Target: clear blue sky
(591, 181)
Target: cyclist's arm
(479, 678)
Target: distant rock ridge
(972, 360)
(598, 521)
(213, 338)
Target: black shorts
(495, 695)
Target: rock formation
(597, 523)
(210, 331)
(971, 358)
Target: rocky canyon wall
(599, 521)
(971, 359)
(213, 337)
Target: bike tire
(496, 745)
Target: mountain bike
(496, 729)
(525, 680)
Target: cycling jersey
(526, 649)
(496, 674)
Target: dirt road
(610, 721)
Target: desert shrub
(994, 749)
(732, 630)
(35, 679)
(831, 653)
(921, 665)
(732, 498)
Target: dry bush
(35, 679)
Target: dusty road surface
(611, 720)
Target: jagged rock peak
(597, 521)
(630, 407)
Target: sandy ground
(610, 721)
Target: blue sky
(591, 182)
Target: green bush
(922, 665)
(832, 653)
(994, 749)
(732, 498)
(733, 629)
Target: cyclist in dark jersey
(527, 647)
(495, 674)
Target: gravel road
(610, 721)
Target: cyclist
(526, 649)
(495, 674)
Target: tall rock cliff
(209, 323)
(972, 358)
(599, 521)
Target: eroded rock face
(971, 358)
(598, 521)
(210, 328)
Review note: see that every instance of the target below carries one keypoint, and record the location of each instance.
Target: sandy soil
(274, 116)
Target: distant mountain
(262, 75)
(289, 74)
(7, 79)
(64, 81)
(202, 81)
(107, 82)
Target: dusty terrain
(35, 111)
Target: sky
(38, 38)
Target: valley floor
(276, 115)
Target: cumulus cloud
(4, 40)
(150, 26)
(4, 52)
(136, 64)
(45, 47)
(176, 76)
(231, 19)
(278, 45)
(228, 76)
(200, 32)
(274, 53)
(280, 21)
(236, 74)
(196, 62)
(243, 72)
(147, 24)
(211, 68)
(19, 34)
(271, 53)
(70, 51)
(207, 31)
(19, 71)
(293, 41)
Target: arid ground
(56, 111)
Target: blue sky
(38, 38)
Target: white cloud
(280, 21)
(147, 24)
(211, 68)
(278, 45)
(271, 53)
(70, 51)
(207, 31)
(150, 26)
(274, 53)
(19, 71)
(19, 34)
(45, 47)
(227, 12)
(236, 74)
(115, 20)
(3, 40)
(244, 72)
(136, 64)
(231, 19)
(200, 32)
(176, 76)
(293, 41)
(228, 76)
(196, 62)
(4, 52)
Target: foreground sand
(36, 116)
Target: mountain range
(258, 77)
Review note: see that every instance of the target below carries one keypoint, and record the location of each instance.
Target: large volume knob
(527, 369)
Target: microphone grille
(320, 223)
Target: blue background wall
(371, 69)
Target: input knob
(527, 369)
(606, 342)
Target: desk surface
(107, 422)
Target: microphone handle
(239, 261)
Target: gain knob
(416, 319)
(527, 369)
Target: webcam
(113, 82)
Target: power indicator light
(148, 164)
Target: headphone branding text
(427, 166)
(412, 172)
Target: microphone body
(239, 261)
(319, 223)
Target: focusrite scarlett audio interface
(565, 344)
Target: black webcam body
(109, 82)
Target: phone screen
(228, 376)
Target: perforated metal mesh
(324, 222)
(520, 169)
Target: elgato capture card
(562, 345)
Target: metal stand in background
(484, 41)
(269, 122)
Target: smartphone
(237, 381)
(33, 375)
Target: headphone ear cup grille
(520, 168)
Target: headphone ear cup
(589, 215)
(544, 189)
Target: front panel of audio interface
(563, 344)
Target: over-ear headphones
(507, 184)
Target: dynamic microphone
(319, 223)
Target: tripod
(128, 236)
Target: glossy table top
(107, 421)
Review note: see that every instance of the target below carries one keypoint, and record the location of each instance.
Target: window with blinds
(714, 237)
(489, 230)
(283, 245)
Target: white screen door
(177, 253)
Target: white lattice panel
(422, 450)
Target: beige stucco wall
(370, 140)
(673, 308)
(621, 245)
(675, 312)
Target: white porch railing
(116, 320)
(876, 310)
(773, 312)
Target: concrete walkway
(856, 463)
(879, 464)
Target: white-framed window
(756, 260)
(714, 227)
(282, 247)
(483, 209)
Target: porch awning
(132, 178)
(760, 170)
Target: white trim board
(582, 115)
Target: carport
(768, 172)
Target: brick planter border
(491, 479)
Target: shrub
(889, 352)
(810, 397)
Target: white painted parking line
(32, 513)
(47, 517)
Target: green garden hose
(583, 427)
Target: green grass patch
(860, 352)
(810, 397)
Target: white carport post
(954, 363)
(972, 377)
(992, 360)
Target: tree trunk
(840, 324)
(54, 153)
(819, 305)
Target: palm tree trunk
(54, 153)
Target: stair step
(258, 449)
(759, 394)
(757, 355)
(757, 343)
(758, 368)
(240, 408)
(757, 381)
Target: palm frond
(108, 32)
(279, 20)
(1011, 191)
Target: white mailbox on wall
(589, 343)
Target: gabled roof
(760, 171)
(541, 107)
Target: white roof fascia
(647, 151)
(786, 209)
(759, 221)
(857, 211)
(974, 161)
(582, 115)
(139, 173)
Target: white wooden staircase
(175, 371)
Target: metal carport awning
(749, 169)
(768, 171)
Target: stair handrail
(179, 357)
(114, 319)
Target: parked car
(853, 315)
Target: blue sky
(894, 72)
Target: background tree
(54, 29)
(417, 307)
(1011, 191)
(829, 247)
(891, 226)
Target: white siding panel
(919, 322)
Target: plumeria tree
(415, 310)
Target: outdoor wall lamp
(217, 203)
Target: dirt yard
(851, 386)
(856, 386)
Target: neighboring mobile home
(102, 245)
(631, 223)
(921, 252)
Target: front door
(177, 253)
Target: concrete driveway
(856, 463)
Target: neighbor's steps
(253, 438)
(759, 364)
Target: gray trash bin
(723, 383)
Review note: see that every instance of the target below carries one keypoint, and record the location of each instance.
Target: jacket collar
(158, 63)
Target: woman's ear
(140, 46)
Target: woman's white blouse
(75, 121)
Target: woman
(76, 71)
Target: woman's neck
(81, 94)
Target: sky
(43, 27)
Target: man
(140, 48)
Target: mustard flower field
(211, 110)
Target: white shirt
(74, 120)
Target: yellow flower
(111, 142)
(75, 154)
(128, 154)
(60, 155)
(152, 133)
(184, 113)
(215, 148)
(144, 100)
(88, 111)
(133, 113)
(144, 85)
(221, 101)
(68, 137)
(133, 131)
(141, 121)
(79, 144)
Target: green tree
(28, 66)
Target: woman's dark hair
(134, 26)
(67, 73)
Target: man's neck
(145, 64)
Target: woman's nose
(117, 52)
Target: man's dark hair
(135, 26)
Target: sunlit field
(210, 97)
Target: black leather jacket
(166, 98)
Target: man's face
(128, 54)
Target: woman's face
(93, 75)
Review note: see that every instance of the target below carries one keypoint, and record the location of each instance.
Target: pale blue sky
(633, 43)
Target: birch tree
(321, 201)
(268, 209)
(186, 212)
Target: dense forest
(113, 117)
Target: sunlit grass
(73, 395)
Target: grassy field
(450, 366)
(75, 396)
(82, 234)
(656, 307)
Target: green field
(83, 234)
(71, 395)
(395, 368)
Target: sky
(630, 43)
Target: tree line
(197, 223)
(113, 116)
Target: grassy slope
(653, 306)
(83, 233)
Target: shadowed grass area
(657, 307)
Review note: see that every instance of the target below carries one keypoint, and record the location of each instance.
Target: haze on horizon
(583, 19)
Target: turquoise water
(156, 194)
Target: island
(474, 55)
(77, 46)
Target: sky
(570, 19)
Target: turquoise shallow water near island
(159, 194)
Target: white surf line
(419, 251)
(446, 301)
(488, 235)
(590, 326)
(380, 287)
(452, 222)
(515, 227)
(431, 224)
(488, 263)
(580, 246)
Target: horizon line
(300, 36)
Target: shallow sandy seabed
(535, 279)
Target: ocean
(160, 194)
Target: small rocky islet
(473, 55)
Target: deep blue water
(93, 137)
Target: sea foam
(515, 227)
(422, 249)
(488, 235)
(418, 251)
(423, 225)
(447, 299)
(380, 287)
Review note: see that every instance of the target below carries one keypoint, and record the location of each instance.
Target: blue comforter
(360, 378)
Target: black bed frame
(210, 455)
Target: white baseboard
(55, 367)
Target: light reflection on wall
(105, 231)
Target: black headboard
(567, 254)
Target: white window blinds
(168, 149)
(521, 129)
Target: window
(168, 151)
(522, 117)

> [Your instructions]
Only these are to be transcribed: the line with "Target: man's face" and every line after it through the last line of the entries, each exactly.

> [Task output]
Target: man's face
(128, 54)
Target: woman's face
(93, 75)
Review note: see that every instance of the target below carries one keypoint, and record the location of each instance.
Target: pale blue sky
(633, 43)
Target: birch tree
(321, 201)
(268, 209)
(186, 212)
Target: dense forest
(113, 117)
Target: sunlit grass
(73, 395)
Target: grassy field
(450, 366)
(75, 396)
(82, 234)
(656, 307)
Target: green field
(83, 234)
(71, 395)
(395, 368)
Target: sky
(630, 43)
Target: tree line
(197, 223)
(113, 116)
Target: grassy slope
(653, 306)
(83, 233)
Target: shadowed grass area
(657, 307)
Review note: see that every instance of the target below carries one keypoint, and record the location of each instance.
Target: haze on horizon
(583, 19)
Target: turquoise water
(156, 194)
Target: island
(474, 55)
(77, 46)
Target: sky
(570, 19)
Target: turquoise shallow water near island
(159, 194)
Target: white surf line
(419, 251)
(446, 301)
(488, 235)
(590, 326)
(380, 287)
(452, 222)
(515, 227)
(431, 224)
(488, 263)
(580, 246)
Target: horizon line
(300, 36)
Target: shallow sandy seabed
(535, 279)
Target: ocean
(160, 194)
Target: small rocky islet
(473, 55)
Target: deep blue water
(93, 137)
Target: sea foam
(515, 227)
(422, 249)
(488, 235)
(418, 251)
(423, 225)
(447, 299)
(380, 287)
Review note: see that every instance of the target below carries one keypoint, and record the location of each instance.
Target: blue comforter
(360, 378)
Target: black bed frame
(210, 455)
Target: white baseboard
(55, 367)
Target: light reflection on wall
(105, 231)
Target: black headboard
(567, 254)
Target: white window blinds
(168, 149)
(521, 129)
Target: window
(168, 151)
(522, 117)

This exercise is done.